_EXERCISE INSTRUCTIONS:_ Word for word, repeat the lines of the records from the one containing "of the black" through the last line, both included.

_Natural language region descriptions:_
Segment Open

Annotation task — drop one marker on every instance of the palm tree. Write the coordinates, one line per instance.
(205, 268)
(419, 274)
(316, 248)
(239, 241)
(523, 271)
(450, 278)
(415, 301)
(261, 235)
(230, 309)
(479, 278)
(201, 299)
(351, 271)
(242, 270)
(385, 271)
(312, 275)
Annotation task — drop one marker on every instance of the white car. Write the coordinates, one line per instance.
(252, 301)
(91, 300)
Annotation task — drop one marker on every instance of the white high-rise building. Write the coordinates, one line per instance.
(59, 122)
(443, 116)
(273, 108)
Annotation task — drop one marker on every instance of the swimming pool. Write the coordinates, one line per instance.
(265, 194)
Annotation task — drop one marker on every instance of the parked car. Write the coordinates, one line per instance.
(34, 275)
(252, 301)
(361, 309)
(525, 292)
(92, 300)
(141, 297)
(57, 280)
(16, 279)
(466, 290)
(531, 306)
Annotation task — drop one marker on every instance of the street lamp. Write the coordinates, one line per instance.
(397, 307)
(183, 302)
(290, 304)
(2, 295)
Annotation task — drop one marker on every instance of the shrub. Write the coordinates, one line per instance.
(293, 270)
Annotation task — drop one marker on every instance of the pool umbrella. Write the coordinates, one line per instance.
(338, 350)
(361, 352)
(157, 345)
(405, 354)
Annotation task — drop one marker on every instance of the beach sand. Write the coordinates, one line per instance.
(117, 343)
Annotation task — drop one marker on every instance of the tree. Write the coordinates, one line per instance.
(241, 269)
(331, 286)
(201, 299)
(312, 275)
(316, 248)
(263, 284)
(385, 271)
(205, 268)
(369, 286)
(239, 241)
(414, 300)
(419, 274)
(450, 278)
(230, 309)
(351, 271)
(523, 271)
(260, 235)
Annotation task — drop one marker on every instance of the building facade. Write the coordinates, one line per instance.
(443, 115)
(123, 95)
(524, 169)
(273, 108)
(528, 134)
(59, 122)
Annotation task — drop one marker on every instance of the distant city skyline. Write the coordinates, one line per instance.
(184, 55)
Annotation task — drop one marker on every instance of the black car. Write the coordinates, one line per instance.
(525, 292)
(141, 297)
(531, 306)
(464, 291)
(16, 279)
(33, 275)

Segment Closed

_SOLVED PROBLEM:_
Annotation task — drop one marker on every instance of the black car. Write the coordinates, one line per instance.
(525, 292)
(141, 297)
(531, 306)
(464, 291)
(16, 279)
(33, 275)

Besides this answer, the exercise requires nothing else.